* GIVEN DATA *
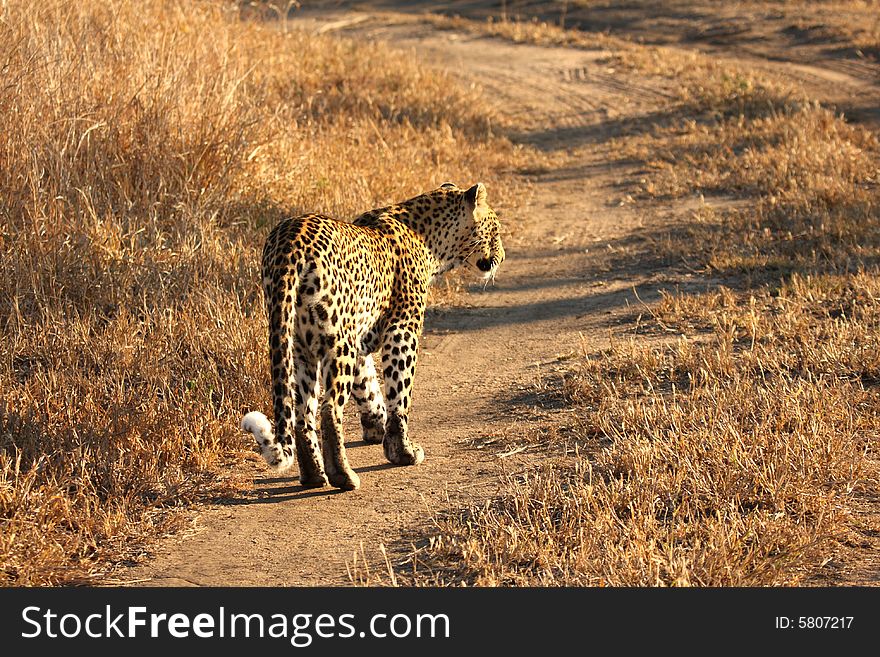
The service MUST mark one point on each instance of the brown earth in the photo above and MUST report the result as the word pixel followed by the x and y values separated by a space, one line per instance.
* * *
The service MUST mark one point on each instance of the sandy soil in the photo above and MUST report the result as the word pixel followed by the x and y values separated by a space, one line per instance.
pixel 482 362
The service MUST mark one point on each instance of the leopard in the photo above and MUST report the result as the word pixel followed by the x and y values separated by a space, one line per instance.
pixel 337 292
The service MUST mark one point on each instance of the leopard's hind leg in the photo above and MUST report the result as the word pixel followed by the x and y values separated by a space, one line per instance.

* TASK TO COMPLETE *
Reproduce exactly the entries above, limited to the lines from the one with "the leopard in" through the one with "of the leopard's", both included.

* EXERCISE RESULT *
The service MUST mark one point on each instance of the leopard in the photo above and MUST report the result as the word pixel followed by the x and y values separated by a space, one line per instance.
pixel 337 292
The service MUST mark one point on each instance of the leopard's hind leg in the photo above and MUST report the result as the word pixel followed by the x and y values separated by a space, one line per instance.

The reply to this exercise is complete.